== Extracted material

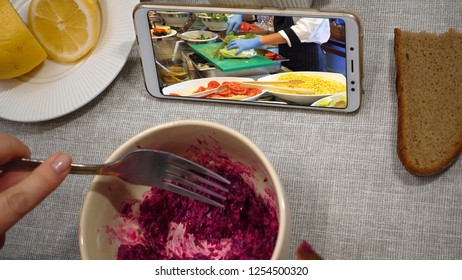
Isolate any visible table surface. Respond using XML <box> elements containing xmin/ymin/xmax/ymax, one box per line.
<box><xmin>1</xmin><ymin>0</ymin><xmax>461</xmax><ymax>260</ymax></box>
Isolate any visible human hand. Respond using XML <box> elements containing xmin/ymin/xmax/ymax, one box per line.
<box><xmin>226</xmin><ymin>14</ymin><xmax>243</xmax><ymax>34</ymax></box>
<box><xmin>0</xmin><ymin>134</ymin><xmax>72</xmax><ymax>249</ymax></box>
<box><xmin>226</xmin><ymin>37</ymin><xmax>263</xmax><ymax>55</ymax></box>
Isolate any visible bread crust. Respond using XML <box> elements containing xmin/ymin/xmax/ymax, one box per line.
<box><xmin>394</xmin><ymin>28</ymin><xmax>462</xmax><ymax>176</ymax></box>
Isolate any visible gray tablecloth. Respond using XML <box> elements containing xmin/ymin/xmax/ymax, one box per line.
<box><xmin>1</xmin><ymin>0</ymin><xmax>461</xmax><ymax>260</ymax></box>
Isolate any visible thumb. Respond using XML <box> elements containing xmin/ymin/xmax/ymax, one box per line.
<box><xmin>233</xmin><ymin>24</ymin><xmax>240</xmax><ymax>33</ymax></box>
<box><xmin>0</xmin><ymin>152</ymin><xmax>72</xmax><ymax>235</ymax></box>
<box><xmin>226</xmin><ymin>22</ymin><xmax>234</xmax><ymax>34</ymax></box>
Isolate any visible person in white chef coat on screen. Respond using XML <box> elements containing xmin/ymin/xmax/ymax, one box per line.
<box><xmin>226</xmin><ymin>15</ymin><xmax>330</xmax><ymax>71</ymax></box>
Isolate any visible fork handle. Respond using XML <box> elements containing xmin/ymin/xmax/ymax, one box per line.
<box><xmin>1</xmin><ymin>158</ymin><xmax>104</xmax><ymax>175</ymax></box>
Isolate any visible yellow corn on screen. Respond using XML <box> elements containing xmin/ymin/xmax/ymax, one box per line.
<box><xmin>277</xmin><ymin>73</ymin><xmax>346</xmax><ymax>95</ymax></box>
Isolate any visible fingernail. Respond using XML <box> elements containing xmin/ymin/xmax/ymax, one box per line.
<box><xmin>52</xmin><ymin>153</ymin><xmax>71</xmax><ymax>173</ymax></box>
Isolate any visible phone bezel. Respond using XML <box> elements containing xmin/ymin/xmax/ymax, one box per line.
<box><xmin>133</xmin><ymin>4</ymin><xmax>364</xmax><ymax>112</ymax></box>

====

Problem
The entries are to be restated word for word, and no picture should appear in the copy.

Task solution
Isolate any visible table surface. Respond using XML <box> elements containing xmin/ymin/xmax/ymax, one box per line.
<box><xmin>1</xmin><ymin>0</ymin><xmax>461</xmax><ymax>260</ymax></box>
Isolate any visible human hand. Respond using XML <box> elements containing xmin/ymin/xmax/ymax, one box per line.
<box><xmin>226</xmin><ymin>14</ymin><xmax>243</xmax><ymax>34</ymax></box>
<box><xmin>0</xmin><ymin>134</ymin><xmax>72</xmax><ymax>249</ymax></box>
<box><xmin>226</xmin><ymin>37</ymin><xmax>263</xmax><ymax>55</ymax></box>
Isolate any visible bread crust. Respond using XML <box> elements containing xmin/ymin/xmax/ymax, one box per line.
<box><xmin>394</xmin><ymin>28</ymin><xmax>462</xmax><ymax>176</ymax></box>
Isolate any visible gray tablecloth. Respond using XML <box> elements containing xmin/ymin/xmax/ymax, one box per line.
<box><xmin>1</xmin><ymin>0</ymin><xmax>461</xmax><ymax>260</ymax></box>
Isolate any visible thumb. Respond using XML <box> elements containing xmin/ymin/xmax/ymax, one box per line.
<box><xmin>233</xmin><ymin>24</ymin><xmax>240</xmax><ymax>33</ymax></box>
<box><xmin>0</xmin><ymin>152</ymin><xmax>72</xmax><ymax>235</ymax></box>
<box><xmin>226</xmin><ymin>22</ymin><xmax>234</xmax><ymax>34</ymax></box>
Isolate any visible person in white chef coat on screen. Respond using XML <box> elements containing xmin/ymin/xmax/ymax, one box per line.
<box><xmin>226</xmin><ymin>15</ymin><xmax>330</xmax><ymax>71</ymax></box>
Isolate any visible fork handle. Respond using XML <box> elements containing xmin/ymin/xmax/ymax, one box per line.
<box><xmin>1</xmin><ymin>158</ymin><xmax>104</xmax><ymax>175</ymax></box>
Isolate any visible yellow corn on screen. Respond using XML <box> elements containing xmin/ymin/xmax/ymax, one box per line.
<box><xmin>277</xmin><ymin>73</ymin><xmax>346</xmax><ymax>95</ymax></box>
Isolate any visible fingernail. Respond using XML <box> elements containing xmin/ymin/xmax/ymax, one box per line.
<box><xmin>52</xmin><ymin>153</ymin><xmax>71</xmax><ymax>173</ymax></box>
Isolate any visible phone bezel. Respond using XML <box> elements containing xmin/ymin/xmax/ymax, one box per line.
<box><xmin>133</xmin><ymin>4</ymin><xmax>364</xmax><ymax>112</ymax></box>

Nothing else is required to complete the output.